== Task requirements ==
Please show every line in the entries below that includes the word "distant".

== Data shown ==
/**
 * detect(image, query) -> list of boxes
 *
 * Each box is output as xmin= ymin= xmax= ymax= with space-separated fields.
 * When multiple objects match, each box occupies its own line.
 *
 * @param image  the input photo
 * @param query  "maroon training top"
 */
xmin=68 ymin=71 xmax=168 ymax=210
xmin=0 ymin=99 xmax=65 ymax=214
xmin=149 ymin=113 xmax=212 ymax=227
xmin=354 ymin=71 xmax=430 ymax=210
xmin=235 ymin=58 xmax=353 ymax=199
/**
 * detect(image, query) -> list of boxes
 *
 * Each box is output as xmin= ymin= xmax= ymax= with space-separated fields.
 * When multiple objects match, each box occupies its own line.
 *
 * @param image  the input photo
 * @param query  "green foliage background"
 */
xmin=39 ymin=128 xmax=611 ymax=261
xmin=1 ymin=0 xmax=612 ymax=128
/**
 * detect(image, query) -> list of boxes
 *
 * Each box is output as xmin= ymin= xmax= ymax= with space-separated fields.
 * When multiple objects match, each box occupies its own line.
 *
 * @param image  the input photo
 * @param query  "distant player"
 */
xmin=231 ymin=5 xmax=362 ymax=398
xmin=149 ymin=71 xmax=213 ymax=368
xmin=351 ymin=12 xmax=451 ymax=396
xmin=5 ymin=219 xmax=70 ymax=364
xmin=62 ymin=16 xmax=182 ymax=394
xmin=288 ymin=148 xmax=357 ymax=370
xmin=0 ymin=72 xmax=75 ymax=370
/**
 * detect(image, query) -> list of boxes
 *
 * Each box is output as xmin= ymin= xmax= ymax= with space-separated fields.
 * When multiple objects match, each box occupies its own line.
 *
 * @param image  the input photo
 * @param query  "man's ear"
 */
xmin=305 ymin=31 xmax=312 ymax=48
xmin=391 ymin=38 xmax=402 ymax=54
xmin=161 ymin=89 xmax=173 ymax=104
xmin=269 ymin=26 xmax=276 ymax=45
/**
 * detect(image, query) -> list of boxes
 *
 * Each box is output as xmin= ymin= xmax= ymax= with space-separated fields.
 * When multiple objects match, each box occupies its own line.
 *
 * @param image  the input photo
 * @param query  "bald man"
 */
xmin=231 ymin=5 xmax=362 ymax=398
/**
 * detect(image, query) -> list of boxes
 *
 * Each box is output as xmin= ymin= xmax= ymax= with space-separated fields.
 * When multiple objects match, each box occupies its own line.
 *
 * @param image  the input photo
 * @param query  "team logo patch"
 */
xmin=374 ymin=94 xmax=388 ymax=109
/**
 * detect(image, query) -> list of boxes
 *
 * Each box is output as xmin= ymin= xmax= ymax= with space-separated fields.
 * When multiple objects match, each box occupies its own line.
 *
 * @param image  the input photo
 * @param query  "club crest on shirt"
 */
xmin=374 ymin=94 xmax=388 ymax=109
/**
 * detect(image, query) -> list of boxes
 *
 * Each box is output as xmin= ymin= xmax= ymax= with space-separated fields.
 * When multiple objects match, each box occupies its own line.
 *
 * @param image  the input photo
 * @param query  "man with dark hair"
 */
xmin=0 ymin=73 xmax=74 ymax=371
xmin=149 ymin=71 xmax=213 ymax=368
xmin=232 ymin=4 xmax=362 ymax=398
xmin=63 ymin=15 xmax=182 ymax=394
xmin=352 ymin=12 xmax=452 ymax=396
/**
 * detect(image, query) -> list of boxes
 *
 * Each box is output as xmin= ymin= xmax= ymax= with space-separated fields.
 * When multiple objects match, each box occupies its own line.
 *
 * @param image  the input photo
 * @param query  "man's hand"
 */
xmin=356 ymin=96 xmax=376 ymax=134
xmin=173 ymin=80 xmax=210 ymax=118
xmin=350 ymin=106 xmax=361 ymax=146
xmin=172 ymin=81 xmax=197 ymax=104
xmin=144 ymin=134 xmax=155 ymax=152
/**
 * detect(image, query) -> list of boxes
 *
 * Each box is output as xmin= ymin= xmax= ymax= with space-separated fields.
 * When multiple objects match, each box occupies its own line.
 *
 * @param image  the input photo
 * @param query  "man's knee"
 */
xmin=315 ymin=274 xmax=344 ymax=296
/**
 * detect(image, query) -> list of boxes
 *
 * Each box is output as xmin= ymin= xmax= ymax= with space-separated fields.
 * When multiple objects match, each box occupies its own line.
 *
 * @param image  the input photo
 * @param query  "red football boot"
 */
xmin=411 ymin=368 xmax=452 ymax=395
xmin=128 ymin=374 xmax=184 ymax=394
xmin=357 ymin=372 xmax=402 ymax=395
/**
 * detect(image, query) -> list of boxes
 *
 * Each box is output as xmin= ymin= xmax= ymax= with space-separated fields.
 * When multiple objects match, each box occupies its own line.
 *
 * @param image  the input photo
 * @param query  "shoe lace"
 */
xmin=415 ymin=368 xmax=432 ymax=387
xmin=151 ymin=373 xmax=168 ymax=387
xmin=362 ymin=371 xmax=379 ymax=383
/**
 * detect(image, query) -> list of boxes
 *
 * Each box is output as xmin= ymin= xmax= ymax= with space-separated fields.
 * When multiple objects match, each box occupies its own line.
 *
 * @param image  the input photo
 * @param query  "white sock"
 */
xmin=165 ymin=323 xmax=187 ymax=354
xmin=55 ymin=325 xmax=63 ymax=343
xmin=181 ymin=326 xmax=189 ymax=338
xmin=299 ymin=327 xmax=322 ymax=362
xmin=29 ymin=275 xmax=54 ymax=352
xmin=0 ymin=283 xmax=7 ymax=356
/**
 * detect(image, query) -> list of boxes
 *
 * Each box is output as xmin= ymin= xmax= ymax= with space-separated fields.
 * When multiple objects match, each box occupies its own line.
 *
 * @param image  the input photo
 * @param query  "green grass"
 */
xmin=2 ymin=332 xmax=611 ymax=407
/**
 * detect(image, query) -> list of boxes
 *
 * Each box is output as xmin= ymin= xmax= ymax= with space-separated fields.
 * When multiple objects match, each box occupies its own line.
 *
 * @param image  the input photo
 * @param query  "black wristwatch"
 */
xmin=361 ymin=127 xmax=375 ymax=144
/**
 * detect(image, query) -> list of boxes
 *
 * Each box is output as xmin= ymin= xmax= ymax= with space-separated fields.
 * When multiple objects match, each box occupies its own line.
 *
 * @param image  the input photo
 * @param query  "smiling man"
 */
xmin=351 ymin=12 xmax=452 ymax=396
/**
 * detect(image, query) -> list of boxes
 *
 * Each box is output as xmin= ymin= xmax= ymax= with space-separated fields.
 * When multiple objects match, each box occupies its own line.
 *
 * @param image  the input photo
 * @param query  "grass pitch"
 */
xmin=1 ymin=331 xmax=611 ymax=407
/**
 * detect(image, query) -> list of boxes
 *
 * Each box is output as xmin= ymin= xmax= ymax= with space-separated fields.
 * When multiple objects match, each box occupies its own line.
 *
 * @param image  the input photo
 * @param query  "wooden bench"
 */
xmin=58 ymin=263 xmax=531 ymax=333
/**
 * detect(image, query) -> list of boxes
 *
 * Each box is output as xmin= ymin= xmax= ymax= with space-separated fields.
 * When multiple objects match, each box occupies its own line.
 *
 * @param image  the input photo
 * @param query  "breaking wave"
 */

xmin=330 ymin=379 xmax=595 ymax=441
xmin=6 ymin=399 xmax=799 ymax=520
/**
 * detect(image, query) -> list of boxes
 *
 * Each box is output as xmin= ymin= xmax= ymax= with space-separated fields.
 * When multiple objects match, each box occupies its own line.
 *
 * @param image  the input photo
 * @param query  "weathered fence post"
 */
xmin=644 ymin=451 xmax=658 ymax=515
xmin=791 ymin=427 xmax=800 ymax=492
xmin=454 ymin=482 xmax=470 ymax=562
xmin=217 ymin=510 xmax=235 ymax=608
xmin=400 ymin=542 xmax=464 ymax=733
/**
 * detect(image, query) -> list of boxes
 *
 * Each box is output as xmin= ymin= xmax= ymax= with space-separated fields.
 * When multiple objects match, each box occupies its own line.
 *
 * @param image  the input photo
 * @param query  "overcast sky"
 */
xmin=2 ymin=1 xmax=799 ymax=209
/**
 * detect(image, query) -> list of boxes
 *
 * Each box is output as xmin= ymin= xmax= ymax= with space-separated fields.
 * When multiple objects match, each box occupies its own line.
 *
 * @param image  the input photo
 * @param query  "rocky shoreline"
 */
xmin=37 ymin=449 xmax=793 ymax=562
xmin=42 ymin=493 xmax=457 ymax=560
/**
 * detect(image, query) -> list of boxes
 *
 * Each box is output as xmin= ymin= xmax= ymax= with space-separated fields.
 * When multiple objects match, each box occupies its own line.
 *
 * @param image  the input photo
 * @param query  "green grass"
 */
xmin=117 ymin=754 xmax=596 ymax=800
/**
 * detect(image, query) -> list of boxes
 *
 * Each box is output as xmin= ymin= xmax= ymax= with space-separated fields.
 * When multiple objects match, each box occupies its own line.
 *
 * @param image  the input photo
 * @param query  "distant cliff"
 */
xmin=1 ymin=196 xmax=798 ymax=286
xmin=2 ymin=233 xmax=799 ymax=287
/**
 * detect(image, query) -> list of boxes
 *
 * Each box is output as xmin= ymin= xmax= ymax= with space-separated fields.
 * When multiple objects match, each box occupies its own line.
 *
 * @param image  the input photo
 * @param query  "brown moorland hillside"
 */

== Solved exercise ==
 * @param query  "distant player"
 * @param query  "distant cliff"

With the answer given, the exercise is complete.